#### [Work required]
When the line containing "the form [153,170]." appears in the data below, begin copying there and stop only after the line containing "the form [76,50].".

(Stored dataset items)
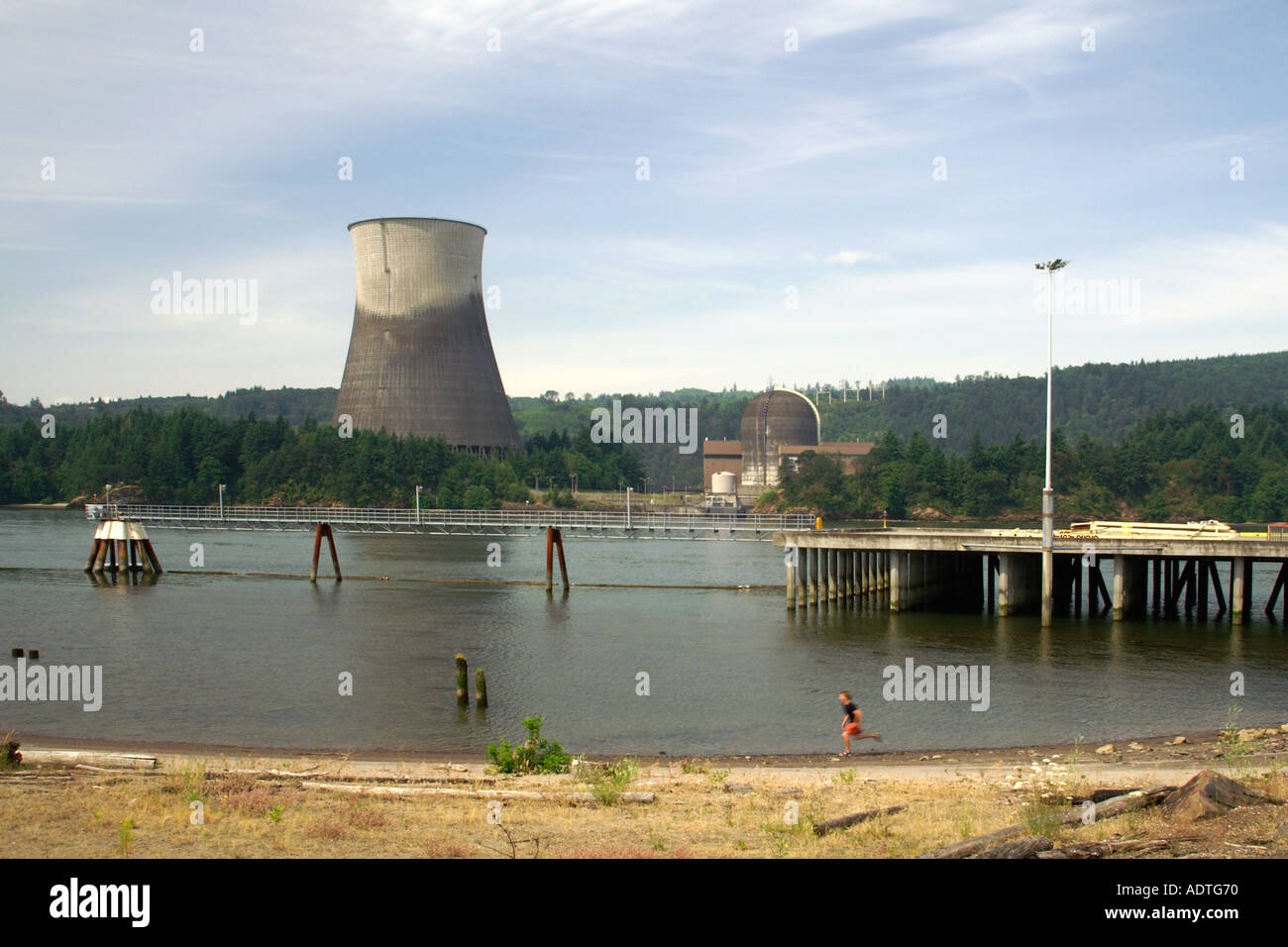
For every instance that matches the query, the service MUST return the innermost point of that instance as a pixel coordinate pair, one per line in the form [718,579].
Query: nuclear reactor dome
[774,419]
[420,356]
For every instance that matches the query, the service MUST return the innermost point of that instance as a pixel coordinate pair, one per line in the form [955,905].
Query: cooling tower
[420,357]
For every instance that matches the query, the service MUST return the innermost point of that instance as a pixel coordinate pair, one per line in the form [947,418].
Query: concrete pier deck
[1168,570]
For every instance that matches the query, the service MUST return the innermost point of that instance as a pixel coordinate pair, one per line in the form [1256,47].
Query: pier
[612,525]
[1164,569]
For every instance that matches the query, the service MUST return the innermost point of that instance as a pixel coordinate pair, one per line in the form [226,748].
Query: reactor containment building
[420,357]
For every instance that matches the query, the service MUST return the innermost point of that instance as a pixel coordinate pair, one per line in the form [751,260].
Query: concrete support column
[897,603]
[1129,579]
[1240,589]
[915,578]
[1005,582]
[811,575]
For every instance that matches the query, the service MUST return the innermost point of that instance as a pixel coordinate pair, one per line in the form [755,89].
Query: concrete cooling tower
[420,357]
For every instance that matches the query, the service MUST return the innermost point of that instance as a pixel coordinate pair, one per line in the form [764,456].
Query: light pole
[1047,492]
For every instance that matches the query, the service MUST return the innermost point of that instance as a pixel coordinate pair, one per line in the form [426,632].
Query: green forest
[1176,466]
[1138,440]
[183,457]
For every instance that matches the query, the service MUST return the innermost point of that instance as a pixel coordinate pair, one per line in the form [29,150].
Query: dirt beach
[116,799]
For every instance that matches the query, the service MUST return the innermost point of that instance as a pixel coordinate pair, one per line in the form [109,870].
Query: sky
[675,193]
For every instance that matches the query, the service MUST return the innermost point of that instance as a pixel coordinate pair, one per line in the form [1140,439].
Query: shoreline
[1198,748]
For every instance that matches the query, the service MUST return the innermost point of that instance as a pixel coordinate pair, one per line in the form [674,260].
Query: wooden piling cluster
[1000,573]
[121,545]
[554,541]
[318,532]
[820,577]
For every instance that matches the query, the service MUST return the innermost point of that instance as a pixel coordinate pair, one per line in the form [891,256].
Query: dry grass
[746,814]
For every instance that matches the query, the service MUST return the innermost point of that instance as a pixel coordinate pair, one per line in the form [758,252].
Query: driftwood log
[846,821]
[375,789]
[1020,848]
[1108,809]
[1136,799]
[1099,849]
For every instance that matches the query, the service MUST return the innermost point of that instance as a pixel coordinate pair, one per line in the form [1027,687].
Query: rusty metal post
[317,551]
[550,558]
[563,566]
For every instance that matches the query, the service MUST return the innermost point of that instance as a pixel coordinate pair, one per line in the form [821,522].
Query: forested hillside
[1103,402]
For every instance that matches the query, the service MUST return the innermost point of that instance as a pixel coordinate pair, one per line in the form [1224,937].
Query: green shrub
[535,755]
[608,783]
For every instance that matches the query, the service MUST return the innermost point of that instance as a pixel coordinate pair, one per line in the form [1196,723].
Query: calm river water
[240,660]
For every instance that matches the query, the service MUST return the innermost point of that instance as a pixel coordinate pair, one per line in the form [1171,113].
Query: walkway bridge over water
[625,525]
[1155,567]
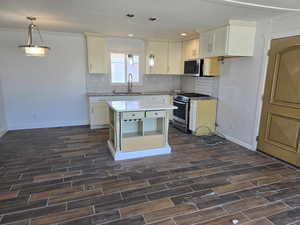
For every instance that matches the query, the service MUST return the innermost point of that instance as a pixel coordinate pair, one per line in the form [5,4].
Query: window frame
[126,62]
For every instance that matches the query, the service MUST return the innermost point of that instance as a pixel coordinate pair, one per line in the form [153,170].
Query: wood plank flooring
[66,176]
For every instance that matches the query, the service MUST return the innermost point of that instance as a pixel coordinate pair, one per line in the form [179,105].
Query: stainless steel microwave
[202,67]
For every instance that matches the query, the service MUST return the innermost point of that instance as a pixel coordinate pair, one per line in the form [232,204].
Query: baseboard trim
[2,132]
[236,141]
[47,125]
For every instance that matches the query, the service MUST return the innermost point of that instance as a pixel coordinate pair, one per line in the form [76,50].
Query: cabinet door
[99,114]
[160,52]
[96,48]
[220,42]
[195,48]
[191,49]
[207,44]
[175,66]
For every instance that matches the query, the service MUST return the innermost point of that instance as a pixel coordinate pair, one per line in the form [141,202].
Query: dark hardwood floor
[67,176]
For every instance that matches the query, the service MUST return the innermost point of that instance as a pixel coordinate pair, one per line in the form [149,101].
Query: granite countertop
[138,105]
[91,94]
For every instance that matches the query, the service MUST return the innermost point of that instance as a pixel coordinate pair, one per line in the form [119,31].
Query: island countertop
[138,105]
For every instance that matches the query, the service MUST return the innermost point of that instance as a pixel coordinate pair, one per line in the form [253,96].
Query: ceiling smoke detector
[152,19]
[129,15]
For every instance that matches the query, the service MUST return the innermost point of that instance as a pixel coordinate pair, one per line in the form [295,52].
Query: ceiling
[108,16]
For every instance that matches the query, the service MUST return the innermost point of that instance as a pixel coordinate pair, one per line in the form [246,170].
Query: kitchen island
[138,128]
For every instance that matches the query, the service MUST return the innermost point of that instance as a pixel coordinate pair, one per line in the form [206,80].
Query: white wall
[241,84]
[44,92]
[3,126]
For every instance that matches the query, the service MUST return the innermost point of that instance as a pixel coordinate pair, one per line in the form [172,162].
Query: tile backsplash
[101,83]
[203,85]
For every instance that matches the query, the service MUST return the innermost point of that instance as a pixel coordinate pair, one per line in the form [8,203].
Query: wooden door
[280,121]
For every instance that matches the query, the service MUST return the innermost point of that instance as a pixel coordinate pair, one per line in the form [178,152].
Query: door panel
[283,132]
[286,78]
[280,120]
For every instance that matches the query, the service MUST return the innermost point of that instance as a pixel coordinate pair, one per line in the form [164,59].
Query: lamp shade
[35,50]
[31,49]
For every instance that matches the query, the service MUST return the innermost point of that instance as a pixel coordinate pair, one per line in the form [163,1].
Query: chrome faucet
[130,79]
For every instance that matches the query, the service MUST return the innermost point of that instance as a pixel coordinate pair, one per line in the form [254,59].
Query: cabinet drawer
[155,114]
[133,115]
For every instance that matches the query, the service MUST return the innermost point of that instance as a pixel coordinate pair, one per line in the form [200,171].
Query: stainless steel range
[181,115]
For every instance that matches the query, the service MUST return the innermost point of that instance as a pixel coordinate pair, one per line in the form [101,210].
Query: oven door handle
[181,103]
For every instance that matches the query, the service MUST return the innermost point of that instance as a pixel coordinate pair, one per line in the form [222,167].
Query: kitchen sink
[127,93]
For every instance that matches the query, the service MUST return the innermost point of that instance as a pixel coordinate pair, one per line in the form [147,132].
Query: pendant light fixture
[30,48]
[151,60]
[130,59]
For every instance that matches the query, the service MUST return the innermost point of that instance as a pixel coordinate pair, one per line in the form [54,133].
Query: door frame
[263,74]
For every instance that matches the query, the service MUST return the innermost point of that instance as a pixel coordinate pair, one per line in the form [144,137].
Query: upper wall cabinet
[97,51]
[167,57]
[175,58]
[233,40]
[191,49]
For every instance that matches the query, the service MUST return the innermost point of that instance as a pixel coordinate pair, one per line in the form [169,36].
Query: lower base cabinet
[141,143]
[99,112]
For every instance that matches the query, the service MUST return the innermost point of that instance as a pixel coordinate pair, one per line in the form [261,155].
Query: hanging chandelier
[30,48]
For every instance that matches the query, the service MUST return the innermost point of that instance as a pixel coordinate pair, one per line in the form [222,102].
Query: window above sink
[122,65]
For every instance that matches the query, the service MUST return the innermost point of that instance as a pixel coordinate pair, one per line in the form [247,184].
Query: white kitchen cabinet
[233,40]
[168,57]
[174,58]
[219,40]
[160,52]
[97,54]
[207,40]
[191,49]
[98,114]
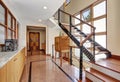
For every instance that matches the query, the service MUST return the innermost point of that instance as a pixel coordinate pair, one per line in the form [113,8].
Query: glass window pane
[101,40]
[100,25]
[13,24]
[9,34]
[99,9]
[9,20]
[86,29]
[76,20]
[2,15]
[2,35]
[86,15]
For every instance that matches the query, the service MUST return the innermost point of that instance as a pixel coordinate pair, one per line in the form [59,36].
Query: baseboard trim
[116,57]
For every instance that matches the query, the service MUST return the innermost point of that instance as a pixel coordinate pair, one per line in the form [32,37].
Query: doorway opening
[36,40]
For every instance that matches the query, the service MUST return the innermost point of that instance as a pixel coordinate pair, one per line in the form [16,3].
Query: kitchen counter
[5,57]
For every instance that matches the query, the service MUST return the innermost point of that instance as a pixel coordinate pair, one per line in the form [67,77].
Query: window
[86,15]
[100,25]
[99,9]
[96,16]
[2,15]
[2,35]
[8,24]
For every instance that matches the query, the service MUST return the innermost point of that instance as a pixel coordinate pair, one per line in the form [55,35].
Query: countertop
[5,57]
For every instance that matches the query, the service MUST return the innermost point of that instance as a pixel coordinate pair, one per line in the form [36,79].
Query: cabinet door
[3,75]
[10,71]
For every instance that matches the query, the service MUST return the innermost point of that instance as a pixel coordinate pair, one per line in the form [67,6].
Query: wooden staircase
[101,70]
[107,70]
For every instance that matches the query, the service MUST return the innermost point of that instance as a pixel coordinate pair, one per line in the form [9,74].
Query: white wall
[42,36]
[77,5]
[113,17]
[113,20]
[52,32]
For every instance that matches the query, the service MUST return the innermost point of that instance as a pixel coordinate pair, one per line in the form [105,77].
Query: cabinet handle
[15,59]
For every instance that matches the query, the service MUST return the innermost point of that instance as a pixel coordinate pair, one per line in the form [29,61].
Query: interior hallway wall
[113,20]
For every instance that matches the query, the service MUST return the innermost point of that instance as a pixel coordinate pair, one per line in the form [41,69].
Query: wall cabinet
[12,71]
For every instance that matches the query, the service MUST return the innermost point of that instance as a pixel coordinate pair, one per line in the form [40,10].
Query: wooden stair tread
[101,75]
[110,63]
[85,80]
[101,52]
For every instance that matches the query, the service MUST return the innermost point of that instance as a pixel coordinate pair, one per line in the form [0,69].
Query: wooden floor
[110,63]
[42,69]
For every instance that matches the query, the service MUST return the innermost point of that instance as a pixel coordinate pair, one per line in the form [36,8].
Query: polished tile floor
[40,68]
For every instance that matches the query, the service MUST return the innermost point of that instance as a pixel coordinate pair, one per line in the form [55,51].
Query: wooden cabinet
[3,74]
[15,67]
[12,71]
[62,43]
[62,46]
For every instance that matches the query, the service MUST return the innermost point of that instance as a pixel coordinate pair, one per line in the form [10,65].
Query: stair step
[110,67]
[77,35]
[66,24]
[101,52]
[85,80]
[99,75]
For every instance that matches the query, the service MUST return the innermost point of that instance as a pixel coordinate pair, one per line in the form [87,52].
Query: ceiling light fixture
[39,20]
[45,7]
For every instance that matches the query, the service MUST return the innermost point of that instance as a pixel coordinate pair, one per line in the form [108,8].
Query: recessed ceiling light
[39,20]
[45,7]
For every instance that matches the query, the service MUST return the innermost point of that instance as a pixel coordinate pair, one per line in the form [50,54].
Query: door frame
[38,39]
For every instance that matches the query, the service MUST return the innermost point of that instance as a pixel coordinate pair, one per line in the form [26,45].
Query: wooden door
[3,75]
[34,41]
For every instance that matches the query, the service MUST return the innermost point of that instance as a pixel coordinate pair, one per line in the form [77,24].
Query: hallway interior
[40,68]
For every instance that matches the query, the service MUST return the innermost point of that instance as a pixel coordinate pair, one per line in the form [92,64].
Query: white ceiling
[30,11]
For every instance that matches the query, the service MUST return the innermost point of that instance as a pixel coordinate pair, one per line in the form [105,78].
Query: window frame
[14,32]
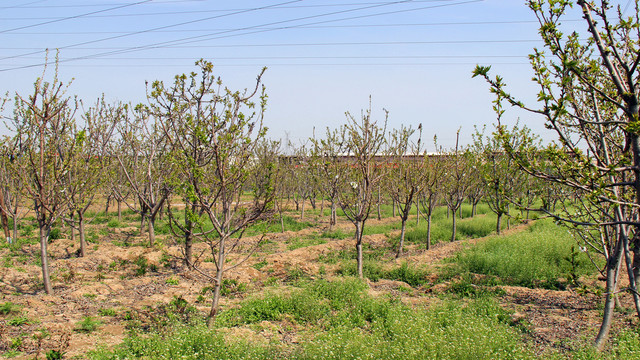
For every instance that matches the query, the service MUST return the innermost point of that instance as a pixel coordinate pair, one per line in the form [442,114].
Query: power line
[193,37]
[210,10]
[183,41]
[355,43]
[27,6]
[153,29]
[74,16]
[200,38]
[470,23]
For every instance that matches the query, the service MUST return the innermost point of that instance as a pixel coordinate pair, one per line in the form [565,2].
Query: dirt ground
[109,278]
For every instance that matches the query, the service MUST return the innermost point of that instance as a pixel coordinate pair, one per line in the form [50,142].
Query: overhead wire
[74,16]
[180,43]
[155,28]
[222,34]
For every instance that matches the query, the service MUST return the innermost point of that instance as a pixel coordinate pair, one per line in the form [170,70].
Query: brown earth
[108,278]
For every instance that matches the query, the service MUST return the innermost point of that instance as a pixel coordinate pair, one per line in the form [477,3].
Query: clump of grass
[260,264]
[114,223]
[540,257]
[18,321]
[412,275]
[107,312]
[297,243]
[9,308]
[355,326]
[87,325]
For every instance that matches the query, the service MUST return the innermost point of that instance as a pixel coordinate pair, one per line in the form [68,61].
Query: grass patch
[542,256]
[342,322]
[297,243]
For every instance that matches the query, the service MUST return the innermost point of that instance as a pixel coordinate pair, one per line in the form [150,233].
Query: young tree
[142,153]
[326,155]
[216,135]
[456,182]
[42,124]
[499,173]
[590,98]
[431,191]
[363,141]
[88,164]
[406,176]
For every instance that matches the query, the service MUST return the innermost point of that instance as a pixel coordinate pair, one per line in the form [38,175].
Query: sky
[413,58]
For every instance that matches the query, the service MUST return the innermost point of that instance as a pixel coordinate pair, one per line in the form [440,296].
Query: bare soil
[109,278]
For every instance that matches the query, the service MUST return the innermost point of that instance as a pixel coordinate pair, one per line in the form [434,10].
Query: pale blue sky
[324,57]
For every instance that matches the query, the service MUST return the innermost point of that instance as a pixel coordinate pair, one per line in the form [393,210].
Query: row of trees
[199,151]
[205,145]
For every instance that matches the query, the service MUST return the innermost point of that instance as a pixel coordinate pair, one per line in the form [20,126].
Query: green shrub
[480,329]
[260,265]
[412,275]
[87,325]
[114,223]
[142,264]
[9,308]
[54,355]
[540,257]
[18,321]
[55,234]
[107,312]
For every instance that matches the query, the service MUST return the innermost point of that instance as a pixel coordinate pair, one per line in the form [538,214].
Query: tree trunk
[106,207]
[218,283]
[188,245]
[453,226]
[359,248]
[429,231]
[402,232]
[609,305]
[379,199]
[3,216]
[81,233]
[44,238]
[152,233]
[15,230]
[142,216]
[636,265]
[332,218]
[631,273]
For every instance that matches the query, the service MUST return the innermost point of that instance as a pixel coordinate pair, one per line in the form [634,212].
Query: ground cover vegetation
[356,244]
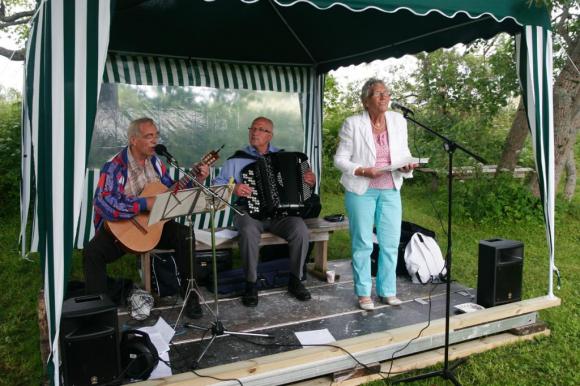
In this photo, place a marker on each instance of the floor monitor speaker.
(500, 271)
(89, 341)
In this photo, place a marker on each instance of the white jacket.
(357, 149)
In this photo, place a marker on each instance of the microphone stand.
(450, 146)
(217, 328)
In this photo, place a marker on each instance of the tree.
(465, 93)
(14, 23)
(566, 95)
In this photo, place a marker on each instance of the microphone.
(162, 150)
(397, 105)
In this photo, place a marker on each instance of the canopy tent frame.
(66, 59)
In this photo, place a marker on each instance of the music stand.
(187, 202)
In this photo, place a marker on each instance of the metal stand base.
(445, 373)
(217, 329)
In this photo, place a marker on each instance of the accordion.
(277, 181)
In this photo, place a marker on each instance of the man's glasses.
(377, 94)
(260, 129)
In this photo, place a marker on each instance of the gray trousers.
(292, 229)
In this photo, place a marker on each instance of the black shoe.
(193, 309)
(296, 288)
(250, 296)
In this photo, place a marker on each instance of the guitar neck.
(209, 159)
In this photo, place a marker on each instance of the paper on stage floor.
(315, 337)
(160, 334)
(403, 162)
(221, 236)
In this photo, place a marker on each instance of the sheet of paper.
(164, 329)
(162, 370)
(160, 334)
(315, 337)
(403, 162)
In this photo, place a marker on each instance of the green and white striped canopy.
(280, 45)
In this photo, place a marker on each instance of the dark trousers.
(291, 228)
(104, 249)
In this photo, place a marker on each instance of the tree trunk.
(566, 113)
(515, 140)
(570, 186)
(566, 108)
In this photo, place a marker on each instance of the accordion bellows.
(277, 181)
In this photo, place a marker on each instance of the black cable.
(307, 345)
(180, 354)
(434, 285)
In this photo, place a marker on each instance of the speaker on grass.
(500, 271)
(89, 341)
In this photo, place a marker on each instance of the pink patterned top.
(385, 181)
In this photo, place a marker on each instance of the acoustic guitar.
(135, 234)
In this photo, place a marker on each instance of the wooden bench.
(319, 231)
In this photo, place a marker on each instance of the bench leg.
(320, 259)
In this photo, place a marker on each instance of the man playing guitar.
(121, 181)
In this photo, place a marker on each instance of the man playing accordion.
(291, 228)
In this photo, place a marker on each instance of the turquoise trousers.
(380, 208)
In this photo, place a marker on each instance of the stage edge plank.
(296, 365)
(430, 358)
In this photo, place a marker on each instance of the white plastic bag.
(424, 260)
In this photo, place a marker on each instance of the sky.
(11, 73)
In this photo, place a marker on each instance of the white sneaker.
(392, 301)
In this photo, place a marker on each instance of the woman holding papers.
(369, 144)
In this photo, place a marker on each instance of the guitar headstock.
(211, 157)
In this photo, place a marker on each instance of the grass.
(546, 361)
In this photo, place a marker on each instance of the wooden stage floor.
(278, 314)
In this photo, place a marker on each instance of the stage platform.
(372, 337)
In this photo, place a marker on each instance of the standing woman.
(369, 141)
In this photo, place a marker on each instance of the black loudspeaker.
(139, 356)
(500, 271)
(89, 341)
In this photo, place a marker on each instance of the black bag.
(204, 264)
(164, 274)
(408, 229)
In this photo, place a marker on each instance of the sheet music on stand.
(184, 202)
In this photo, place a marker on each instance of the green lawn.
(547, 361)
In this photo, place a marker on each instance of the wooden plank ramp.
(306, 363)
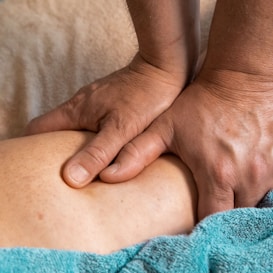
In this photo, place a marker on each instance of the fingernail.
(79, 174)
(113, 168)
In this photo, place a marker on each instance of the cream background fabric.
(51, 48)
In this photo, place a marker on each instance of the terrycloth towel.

#### [The answer]
For every instance that matches the query, the service MUST return the innermost point of that instance as a pixel coordinate pair, one per line in the form [153,170].
Query: wood plank flooring
[66,176]
For every instance that matches the query, the service MUST return the innermost point of that instance as a pixel coordinate pair, one per line in the form [179,105].
Query: stainless steel microwave
[202,67]
For every instance that matches the query, the service MUST return the innermost point of that instance as a pixel coordinate pair, one per line in the form [232,204].
Query: baseboard trim
[2,132]
[236,141]
[47,125]
For every instance that matches the query, the service MUST return the innermost point of that instance as a pixel coordinate pair, one per line in the form [76,50].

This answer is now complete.